Copy out each line in the records below that contains the string "skier". Case counts.

Excerpts from a location annotation dataset
§

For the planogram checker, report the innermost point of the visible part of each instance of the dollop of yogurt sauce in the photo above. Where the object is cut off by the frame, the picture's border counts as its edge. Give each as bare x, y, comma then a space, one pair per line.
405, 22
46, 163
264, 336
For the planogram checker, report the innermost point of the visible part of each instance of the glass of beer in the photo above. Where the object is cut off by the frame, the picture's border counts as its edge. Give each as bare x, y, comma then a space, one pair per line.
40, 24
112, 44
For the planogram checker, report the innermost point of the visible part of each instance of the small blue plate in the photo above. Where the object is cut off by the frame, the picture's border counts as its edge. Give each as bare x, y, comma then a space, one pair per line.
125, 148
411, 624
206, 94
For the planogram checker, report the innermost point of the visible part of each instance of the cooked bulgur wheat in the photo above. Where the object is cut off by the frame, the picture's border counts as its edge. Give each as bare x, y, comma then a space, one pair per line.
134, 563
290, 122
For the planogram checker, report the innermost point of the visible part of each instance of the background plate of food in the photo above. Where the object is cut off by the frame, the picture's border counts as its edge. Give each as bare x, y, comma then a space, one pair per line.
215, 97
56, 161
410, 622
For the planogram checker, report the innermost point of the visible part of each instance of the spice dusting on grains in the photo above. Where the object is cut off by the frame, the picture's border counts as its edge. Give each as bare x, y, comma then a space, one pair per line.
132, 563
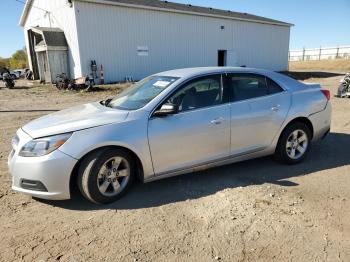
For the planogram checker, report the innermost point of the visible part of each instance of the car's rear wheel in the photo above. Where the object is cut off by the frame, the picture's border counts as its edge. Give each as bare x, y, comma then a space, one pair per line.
105, 175
294, 143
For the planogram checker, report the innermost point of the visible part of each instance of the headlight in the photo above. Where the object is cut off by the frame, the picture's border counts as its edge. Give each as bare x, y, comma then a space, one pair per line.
43, 146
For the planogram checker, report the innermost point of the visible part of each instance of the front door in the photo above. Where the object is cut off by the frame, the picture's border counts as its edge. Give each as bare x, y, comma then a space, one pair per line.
199, 133
258, 110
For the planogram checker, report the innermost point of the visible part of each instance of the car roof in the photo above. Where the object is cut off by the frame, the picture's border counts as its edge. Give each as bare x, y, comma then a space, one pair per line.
288, 82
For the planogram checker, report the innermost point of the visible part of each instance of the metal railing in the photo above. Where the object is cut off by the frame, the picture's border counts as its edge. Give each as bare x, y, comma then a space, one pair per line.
321, 53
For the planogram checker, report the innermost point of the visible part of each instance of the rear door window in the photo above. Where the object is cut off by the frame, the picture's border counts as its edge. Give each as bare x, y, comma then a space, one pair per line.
247, 86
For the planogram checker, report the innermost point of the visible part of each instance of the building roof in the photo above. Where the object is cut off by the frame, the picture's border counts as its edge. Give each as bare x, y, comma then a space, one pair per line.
174, 7
205, 11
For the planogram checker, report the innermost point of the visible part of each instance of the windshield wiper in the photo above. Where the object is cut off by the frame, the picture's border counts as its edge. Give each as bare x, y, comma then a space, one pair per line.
106, 102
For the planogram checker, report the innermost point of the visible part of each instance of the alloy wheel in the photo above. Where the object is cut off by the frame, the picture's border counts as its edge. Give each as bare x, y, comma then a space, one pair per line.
113, 176
297, 144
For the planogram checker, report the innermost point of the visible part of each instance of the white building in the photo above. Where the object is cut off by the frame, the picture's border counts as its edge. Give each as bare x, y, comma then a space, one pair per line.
136, 38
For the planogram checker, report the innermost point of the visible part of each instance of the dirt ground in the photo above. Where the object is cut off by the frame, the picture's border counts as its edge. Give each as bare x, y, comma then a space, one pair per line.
254, 210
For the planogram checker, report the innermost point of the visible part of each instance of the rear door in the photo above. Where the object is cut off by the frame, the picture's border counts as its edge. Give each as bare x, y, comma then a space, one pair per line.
199, 133
258, 109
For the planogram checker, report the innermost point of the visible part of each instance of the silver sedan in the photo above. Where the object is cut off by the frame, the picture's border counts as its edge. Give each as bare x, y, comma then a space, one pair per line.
168, 124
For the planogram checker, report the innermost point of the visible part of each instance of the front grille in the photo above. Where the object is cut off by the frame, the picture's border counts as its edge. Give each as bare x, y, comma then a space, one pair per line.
32, 185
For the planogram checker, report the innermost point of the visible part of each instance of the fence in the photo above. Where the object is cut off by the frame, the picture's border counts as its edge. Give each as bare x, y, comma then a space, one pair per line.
320, 53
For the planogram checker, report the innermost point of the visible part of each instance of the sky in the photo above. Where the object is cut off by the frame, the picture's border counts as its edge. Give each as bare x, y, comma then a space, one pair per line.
317, 22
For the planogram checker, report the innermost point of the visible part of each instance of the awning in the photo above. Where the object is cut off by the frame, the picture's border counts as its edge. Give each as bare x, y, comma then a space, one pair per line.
52, 39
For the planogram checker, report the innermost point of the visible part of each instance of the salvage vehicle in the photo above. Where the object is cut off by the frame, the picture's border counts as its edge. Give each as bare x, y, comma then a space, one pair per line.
344, 86
168, 124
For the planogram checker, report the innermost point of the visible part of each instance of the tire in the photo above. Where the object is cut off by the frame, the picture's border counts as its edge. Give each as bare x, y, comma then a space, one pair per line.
9, 85
298, 137
342, 90
102, 181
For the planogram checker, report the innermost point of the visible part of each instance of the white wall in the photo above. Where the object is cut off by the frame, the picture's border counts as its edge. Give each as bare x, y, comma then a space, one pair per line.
61, 16
111, 34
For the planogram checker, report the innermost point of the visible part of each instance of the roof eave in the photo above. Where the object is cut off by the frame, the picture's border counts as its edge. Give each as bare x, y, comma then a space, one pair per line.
25, 12
186, 12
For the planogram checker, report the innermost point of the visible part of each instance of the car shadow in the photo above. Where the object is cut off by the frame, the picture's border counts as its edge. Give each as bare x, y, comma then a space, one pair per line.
330, 153
300, 75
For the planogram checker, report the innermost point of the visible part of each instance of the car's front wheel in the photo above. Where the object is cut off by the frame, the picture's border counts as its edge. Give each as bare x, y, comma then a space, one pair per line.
294, 143
105, 175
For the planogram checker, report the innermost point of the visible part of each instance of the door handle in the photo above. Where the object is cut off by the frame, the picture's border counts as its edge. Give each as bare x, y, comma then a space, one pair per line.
275, 108
217, 121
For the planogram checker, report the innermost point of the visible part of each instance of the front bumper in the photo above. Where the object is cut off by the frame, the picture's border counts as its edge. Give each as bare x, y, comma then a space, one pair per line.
53, 171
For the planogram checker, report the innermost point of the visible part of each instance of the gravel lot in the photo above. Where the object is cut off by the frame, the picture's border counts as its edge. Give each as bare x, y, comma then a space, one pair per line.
254, 210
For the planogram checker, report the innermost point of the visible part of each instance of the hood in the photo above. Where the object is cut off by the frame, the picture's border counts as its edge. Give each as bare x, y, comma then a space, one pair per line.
73, 119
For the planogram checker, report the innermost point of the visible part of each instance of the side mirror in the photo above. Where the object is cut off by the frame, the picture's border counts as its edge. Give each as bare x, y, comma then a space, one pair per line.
166, 109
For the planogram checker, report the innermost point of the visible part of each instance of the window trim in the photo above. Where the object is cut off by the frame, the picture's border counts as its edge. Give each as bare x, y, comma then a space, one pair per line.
182, 84
231, 97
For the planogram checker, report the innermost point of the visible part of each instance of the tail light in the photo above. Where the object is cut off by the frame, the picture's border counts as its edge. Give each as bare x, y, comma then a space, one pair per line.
326, 93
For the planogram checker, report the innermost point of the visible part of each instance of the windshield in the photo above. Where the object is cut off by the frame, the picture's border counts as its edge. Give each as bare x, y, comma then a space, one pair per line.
141, 93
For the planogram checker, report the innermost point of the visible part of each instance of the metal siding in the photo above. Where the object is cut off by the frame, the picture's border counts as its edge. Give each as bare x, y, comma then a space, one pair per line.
61, 16
110, 35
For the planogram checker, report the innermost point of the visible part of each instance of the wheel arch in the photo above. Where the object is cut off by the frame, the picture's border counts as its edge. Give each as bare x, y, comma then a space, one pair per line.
73, 186
300, 119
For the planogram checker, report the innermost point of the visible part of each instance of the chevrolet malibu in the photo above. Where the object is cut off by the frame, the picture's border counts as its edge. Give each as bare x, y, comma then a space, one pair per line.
168, 124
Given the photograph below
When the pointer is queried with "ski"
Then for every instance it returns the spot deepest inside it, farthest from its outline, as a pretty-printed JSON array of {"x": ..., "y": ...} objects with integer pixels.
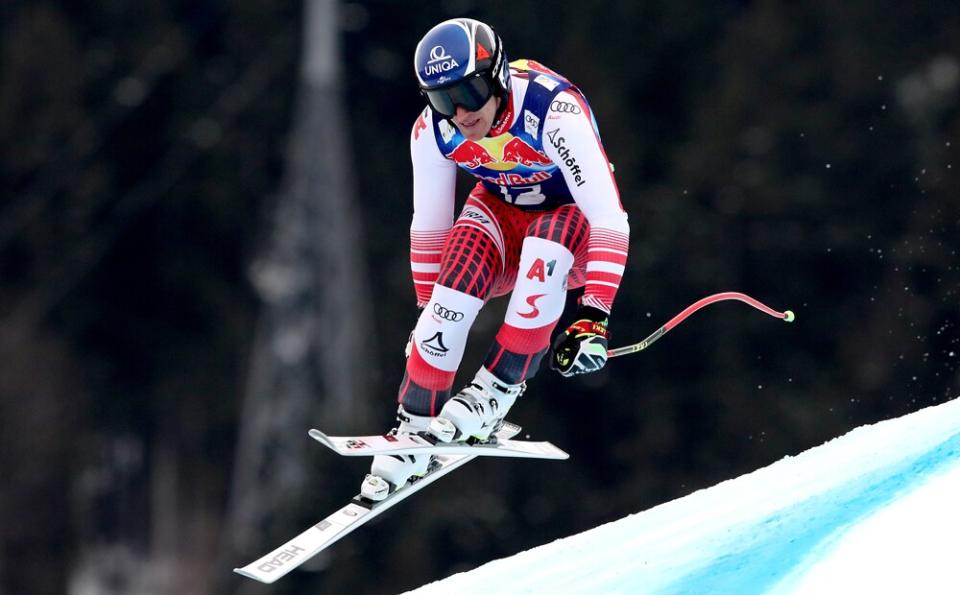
[
  {"x": 422, "y": 444},
  {"x": 357, "y": 512}
]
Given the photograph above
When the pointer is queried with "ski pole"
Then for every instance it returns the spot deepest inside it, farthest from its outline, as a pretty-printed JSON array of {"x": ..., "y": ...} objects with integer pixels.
[{"x": 786, "y": 316}]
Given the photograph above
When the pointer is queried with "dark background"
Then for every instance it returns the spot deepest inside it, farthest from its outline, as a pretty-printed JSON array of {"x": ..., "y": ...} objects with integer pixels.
[{"x": 804, "y": 153}]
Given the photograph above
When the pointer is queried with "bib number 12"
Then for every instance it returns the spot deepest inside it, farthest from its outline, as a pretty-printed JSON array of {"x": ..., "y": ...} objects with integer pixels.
[{"x": 523, "y": 196}]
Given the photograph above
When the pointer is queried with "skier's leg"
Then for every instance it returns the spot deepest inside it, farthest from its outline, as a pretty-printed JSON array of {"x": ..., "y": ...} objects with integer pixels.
[
  {"x": 471, "y": 262},
  {"x": 538, "y": 298},
  {"x": 545, "y": 262}
]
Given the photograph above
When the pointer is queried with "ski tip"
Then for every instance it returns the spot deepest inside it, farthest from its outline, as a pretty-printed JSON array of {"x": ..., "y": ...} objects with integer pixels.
[{"x": 320, "y": 437}]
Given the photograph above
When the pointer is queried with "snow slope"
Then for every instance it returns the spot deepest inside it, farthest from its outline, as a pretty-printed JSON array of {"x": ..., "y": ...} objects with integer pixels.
[{"x": 875, "y": 511}]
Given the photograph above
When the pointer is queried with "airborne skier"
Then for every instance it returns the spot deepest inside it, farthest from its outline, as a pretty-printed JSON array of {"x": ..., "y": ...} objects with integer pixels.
[{"x": 544, "y": 216}]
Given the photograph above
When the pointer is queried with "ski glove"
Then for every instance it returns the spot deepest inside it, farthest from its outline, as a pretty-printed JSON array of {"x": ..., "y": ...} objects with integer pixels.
[{"x": 582, "y": 348}]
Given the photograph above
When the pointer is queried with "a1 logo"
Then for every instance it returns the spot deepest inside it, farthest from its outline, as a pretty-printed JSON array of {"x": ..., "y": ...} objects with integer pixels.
[{"x": 541, "y": 270}]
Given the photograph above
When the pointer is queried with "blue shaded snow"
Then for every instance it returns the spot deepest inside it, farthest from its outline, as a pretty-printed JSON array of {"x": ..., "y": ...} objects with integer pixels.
[
  {"x": 763, "y": 553},
  {"x": 768, "y": 531}
]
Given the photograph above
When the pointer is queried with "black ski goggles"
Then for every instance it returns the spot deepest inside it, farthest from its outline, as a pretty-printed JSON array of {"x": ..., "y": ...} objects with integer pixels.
[{"x": 470, "y": 93}]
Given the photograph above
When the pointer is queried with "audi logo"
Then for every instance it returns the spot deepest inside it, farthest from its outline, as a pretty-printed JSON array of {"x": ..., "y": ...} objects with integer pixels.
[
  {"x": 446, "y": 314},
  {"x": 564, "y": 108}
]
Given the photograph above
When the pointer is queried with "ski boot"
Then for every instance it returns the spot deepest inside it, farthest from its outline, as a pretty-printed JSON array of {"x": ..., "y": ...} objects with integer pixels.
[
  {"x": 476, "y": 411},
  {"x": 390, "y": 472}
]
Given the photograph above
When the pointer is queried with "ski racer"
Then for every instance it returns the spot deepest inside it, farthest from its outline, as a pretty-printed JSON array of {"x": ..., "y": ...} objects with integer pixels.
[{"x": 544, "y": 216}]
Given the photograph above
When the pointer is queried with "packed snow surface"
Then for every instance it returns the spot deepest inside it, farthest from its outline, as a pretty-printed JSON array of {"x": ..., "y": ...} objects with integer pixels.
[{"x": 874, "y": 511}]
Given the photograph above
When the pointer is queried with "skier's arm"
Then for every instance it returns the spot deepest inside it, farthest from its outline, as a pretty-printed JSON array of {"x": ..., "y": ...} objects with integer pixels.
[
  {"x": 434, "y": 184},
  {"x": 570, "y": 140}
]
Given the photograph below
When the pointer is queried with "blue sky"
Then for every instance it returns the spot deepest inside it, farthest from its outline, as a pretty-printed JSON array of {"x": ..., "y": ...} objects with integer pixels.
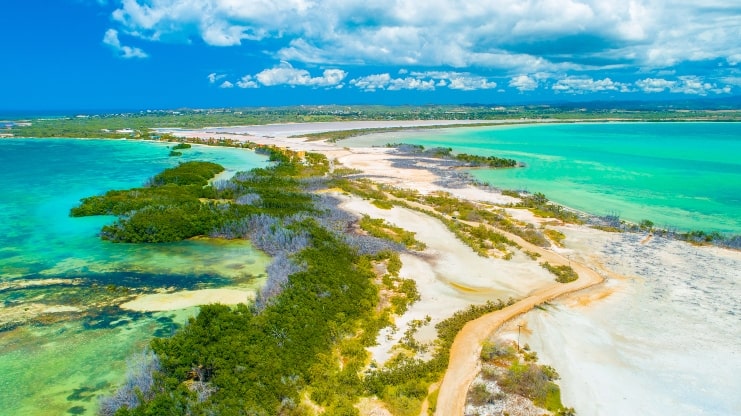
[{"x": 163, "y": 54}]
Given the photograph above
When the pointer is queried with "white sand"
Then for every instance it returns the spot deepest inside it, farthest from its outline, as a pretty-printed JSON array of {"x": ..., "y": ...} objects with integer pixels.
[
  {"x": 660, "y": 337},
  {"x": 449, "y": 275},
  {"x": 664, "y": 339},
  {"x": 158, "y": 302}
]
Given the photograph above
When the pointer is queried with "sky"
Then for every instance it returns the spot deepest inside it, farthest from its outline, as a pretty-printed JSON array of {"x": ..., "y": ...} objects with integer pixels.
[{"x": 168, "y": 54}]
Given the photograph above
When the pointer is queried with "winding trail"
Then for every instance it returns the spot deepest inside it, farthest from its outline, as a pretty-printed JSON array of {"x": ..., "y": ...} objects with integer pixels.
[{"x": 464, "y": 362}]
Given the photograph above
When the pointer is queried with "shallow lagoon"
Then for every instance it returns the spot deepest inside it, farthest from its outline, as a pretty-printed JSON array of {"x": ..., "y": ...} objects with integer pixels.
[
  {"x": 678, "y": 175},
  {"x": 64, "y": 341}
]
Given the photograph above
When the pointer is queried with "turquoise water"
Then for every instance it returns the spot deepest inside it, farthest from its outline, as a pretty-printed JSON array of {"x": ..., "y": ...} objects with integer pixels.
[
  {"x": 678, "y": 175},
  {"x": 63, "y": 340}
]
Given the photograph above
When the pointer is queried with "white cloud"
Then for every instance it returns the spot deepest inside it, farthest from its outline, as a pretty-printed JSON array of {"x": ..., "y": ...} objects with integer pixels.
[
  {"x": 651, "y": 85},
  {"x": 286, "y": 74},
  {"x": 213, "y": 77},
  {"x": 111, "y": 39},
  {"x": 424, "y": 81},
  {"x": 690, "y": 84},
  {"x": 517, "y": 36},
  {"x": 247, "y": 81},
  {"x": 583, "y": 85},
  {"x": 372, "y": 83},
  {"x": 523, "y": 83}
]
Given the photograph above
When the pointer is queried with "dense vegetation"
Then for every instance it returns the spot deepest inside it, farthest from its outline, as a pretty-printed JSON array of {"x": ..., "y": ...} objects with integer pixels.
[
  {"x": 517, "y": 372},
  {"x": 302, "y": 343},
  {"x": 447, "y": 153},
  {"x": 140, "y": 124},
  {"x": 170, "y": 208}
]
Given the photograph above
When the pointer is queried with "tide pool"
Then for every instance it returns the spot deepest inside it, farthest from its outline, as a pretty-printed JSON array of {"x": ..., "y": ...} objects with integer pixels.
[
  {"x": 63, "y": 339},
  {"x": 684, "y": 176}
]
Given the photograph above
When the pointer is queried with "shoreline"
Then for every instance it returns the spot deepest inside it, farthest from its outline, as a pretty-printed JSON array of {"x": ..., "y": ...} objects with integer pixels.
[{"x": 378, "y": 164}]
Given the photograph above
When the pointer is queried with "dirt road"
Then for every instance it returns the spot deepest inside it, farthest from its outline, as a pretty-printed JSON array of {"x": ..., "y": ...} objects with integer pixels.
[{"x": 464, "y": 362}]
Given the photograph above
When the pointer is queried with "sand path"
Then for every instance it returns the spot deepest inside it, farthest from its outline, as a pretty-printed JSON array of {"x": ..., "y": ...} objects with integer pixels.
[{"x": 464, "y": 362}]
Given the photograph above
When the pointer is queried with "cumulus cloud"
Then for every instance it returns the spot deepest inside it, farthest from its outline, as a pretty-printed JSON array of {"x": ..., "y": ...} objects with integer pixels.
[
  {"x": 583, "y": 85},
  {"x": 286, "y": 74},
  {"x": 247, "y": 81},
  {"x": 111, "y": 39},
  {"x": 538, "y": 35},
  {"x": 691, "y": 85},
  {"x": 423, "y": 81},
  {"x": 213, "y": 77},
  {"x": 523, "y": 83}
]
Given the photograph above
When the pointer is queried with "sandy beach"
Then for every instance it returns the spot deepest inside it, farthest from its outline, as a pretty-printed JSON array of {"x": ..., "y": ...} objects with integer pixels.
[{"x": 451, "y": 276}]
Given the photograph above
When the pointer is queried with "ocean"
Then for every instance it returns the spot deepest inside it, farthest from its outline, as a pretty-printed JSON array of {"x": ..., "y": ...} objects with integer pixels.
[
  {"x": 661, "y": 335},
  {"x": 683, "y": 176},
  {"x": 63, "y": 340}
]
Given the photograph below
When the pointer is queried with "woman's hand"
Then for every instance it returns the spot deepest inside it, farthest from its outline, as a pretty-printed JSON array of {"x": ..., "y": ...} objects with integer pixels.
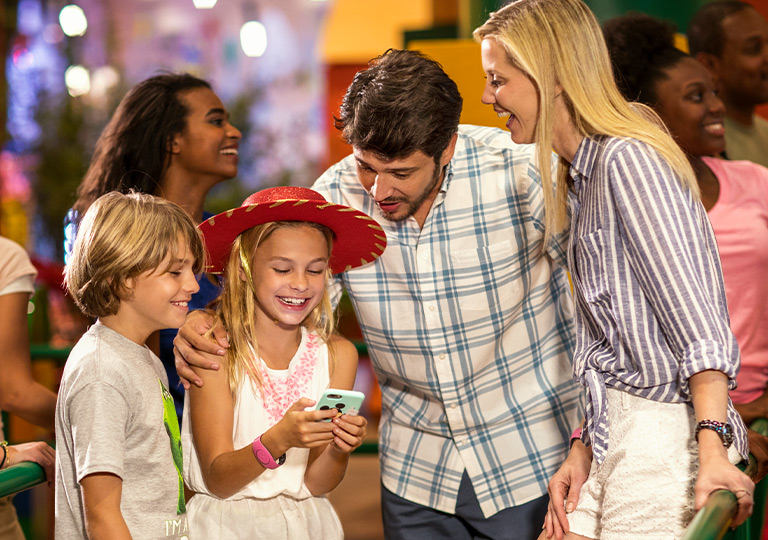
[
  {"x": 349, "y": 432},
  {"x": 717, "y": 472},
  {"x": 37, "y": 452},
  {"x": 566, "y": 482},
  {"x": 758, "y": 447}
]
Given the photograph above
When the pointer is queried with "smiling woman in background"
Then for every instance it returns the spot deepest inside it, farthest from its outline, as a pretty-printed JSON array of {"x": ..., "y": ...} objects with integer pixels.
[
  {"x": 170, "y": 137},
  {"x": 654, "y": 350}
]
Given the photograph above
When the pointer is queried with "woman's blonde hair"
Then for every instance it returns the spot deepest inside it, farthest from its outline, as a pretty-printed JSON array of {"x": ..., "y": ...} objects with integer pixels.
[
  {"x": 236, "y": 307},
  {"x": 122, "y": 236},
  {"x": 560, "y": 42}
]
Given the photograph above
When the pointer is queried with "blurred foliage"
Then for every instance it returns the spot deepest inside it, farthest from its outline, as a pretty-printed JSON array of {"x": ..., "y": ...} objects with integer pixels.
[{"x": 69, "y": 130}]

§

(FULL RESPONSE)
When the pointer is queried with "skier's leg"
When the pointer is queried with "airborne skier"
When the pointer is queried with "skier's arm"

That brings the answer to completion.